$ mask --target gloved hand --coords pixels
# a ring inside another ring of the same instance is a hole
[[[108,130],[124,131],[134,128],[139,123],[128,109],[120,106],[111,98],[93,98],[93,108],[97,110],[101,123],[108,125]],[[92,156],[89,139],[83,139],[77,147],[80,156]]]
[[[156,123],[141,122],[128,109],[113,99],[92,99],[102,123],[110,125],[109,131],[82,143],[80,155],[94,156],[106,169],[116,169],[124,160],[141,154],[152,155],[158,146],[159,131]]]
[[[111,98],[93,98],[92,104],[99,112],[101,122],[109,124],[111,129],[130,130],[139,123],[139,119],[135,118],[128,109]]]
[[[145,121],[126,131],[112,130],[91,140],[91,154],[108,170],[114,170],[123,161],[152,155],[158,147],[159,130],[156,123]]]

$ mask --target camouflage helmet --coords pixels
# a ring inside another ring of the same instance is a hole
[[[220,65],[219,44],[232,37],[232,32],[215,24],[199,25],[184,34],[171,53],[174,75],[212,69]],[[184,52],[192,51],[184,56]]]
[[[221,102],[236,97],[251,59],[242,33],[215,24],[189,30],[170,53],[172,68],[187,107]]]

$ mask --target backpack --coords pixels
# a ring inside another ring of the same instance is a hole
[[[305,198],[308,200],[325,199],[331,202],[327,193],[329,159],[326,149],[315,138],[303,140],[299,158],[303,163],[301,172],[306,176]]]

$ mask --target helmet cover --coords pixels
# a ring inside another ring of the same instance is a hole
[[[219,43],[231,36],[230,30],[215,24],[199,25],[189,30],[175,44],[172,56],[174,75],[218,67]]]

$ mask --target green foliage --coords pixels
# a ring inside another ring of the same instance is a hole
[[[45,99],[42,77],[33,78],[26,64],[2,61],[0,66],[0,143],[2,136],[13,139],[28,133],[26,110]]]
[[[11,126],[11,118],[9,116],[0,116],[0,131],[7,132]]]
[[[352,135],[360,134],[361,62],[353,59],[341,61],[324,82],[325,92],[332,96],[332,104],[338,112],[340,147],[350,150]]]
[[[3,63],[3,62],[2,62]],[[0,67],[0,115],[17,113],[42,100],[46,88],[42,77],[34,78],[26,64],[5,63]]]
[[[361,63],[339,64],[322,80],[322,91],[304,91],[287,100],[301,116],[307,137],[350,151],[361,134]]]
---
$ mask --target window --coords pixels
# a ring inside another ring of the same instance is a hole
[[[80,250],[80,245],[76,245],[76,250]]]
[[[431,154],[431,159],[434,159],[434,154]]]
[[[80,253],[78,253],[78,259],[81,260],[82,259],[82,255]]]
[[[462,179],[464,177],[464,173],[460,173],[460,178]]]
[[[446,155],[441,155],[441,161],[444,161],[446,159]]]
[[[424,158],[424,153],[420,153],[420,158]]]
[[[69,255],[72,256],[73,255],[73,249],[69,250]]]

→ WORK INSTRUCTION
State, as a bare number, how many lines of the records above include "target".

→ TASK RESULT
6